Problem details
Extend the passage about ambisonic surround formats below, starting right after its final sentence.

Excerpted passage
○ ○ ○ ○ ○

Ambisonic is a remarkably concise and complete framework and has a firm following (see for community stuff). The emergence of high bandwidth audio media, such as DVD and the current digital cinematic audio systems, there have been high hopes among the ambisonic folk that one of the formats would allow ambisonic encoding as an option. Indeed, the lossless packing and framing format (Meridian Lossless Packing (MLP)) used in DVD Audio has such an option. Sadly enough, content is not yet available.

Since the beginning of the ambisonic movement in the seventies there has been a shortage of channels which can be used to reliably transmit the four discrete high quality channels needed for ambisonic B‐format. Hence a number of compatibility formats have been developed, going under the banner of UHJ. Basically, these are hierarchical matrix based encodings for the B‐format signal which admit varying levels of compatibility with the full 3D model of the ambisonic framework. Three channels suffice for 360° horizontal surround, two channels do it for a 180° frontal soundstage and 2.5 channels (one half bandwidth channel in addition to a genuine stereo pair) provides a degree of perceptual improvement over the bichannel setup. These compatibility encodings have all the advantages of a precisely defined transmission format and are quite compatible with conventional stereo transmission (stereo material decodes nicely on an ambisonic rig and UHJ played over a conventional stereo setup constitutes just a wider than usual stereo sound). The newest addition to the family of compatibility encodings are the G and G+2 family signals encodings intended for transmission over the prevailing cinema sound distribution formats. These utilize 5.1 channels, a number common in digital surround setups, to encode a three channel UHJ signal. The coding makes the signal enjoyable over a standard 5.1 setup but still enables recovery of the three UHJ signals for an orthodox horizontal ambisonic decoding. Adding a further discrete channel (dropping, for instance, the LFE channel and using a full bandwidth extension instead) we directly arrive at a signal playable over both 5.1 channel surround and, with proper decoding, arbitrary B‐format capable equipment. The +2 part substitutes a two channel UHJ encoding for the stereo mix often transmitted alongside a 5.1 channel surround signal (e.g. on DVD and LaserDisc).

○ ○ ○ ○ ○

Information supplied
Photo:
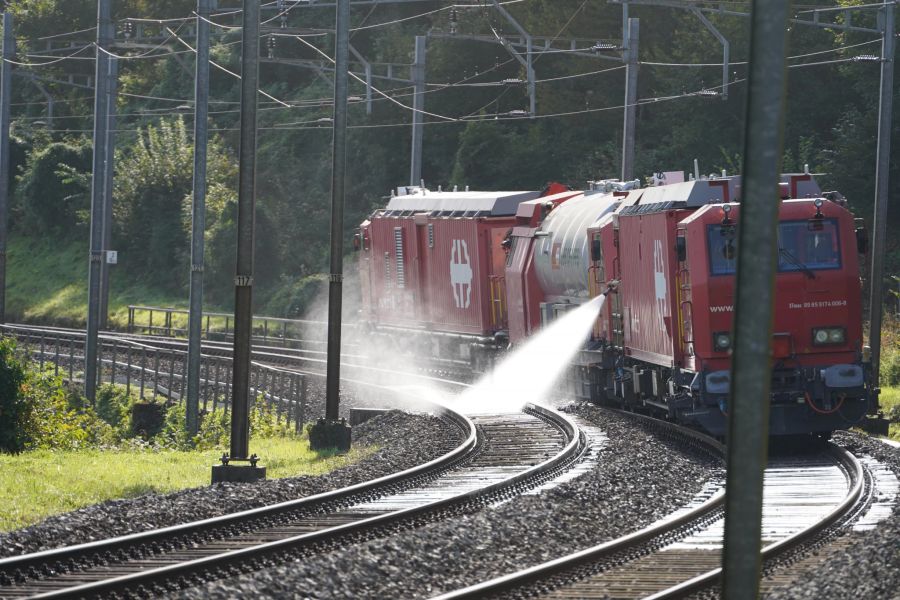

○ ○ ○ ○ ○

Response to this exercise
The downsides of ambisonic include trademark hassles (Ambisonics is a registered trademark which cannot be used without permission), the wealth of channels needed for transmission, the cost of decoding equipment and speaker arrays (typically upwards of eight speakers) and the cost of production. Currently ambisonic is a true niche market, even while it has shown great promise since its birth. As probably the only current audio coding framework with both a theoretical and a practical foundation, I truly hope it gains some impetus—building heavy weight processing on top of a well defined, equipment independent encoding is far more productive than guessing what current 5.1 signals are supposed to mean.

Wavefield Synthesis

In contrast with the extreme space efficiency and approximative nature of ambisonic, wavefield synthesis (WFS) tackles the problem of spatial sound by force. Designed for arbitrarily large listening areas and no compromise horizontal surround, WFS attempts a complete restoration of the original soundfield, at least in two dimensions. The goal is achieved by a method similar to the old idea of a curtain of microphones. This is based on the observation that substituting the curtain of a concert hall with an array of thousands of microphones and using the signals from these to drive an equivalent array of loudspeakers in the listening space should actually recreate the sonic experience of sitting in the concert hall perfectly (absent room acoustics). This is a basic consequence of Huygens’ principle for the construction of wavefronts from point sources.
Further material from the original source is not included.